WHAT TO WORK ON:
- 1) In the article on racial inclusion in education below, in which city was the Tes Trust Series event held?
- 2) Decide whether each statement agrees with the article on racial inclusion in education below, answering yes or no and quoting the words of the article that settle it: (a) Baroness Longfield is a former children's commissioner. (b) She said Black children are more likely to be viewed as more innocent. (c) She chairs a national taskforce on inclusion.
- 3) List every role or position that the article on racial inclusion in education below gives for Baroness Anne Longfield.

EXCERPT TO READ:
[Start of Attachment]

The need to promote racial inclusion is “too often” being overlooked in education, Baroness Anne Longfield has warned.
The executive chair of the Centre for Young Lives, who sits on a national taskforce on inclusion, made the comments during a keynote speech at a Tes safeguarding event.
She said that Black children, particularly teenage boys, are more likely to be subject to “adultification” and be viewed as “less innocent”, which leads to disproportionate targeting by school behaviour and uniform policies.
“We have heard how Black children can feel unsafe and over-policed at school - including being disciplined more harshly,” the former children’s commissioner told delegates at the Tes Trust Series event in Bristol.
Focus on racial inclusion
Baroness Longfield said she wanted to see an “emphasis on racial inclusion, which, again, everyone wants to really tackle but it so often falls off the agenda”.
She told Tes that she was having meetings with organisations and educational leaders about ensuring that racially inclusive practices are “firmly at the heart of a new era of inclusion”.

[End of Attachment]

EXTRACTED ENTRIES:
[Start of Attachment]

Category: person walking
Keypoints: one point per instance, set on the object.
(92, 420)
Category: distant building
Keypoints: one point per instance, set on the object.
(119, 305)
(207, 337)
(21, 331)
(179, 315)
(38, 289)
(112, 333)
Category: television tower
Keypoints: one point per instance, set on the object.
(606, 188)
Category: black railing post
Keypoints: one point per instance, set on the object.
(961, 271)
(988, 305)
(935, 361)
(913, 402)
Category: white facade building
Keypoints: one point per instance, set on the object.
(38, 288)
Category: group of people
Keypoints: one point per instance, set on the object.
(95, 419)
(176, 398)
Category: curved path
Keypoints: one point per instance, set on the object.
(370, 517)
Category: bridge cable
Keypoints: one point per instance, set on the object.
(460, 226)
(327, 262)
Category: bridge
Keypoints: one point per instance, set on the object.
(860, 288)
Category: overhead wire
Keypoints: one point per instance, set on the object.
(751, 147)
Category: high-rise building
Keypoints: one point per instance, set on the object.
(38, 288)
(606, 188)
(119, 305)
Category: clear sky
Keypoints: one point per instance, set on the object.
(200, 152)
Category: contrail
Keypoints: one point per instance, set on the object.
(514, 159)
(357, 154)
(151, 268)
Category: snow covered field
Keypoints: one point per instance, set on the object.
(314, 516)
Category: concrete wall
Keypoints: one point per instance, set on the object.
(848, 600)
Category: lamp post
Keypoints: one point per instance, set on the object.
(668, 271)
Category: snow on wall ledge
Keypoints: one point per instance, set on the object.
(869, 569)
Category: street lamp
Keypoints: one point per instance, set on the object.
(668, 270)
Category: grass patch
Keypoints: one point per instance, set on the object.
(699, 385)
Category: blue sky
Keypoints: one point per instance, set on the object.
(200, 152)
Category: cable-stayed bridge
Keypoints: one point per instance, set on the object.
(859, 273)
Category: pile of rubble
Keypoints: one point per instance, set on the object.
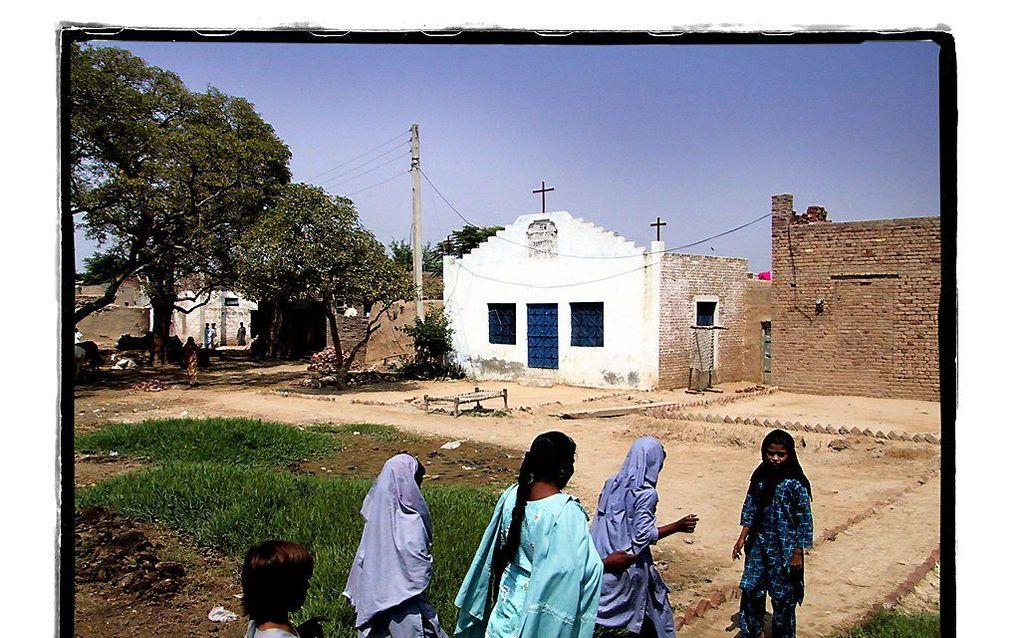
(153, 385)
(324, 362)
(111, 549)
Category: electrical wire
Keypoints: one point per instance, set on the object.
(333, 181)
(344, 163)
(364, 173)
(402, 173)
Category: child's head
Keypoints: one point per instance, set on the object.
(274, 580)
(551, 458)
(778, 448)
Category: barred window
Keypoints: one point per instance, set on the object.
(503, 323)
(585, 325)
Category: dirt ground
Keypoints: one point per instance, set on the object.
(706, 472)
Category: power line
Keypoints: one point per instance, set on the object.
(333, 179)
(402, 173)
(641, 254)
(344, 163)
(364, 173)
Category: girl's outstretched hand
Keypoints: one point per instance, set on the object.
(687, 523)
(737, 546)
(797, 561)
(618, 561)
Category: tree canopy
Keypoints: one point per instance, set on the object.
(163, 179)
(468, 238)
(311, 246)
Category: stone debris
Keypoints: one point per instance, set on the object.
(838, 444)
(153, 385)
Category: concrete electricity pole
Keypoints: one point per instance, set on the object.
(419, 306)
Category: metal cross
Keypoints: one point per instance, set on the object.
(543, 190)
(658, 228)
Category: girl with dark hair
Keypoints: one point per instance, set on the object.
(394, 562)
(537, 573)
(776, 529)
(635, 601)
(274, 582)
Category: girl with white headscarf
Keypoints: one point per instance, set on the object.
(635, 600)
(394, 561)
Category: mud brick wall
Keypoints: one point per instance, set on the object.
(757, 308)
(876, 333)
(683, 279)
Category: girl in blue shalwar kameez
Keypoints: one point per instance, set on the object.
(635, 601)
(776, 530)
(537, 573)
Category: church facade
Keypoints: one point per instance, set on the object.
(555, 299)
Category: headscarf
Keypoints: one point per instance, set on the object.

[End of Attachment]

SOLVED PROBLEMS:
- 1) Bristol

- 2)
(a) Yes: "the former children’s commissioner told delegates"
(b) No: "be viewed as “less innocent”"
(c) No: "who sits on a national taskforce on inclusion"

- 3)
- Executive chair of the Centre for Young Lives
- Member of a national taskforce on inclusion
- Former children's commissioner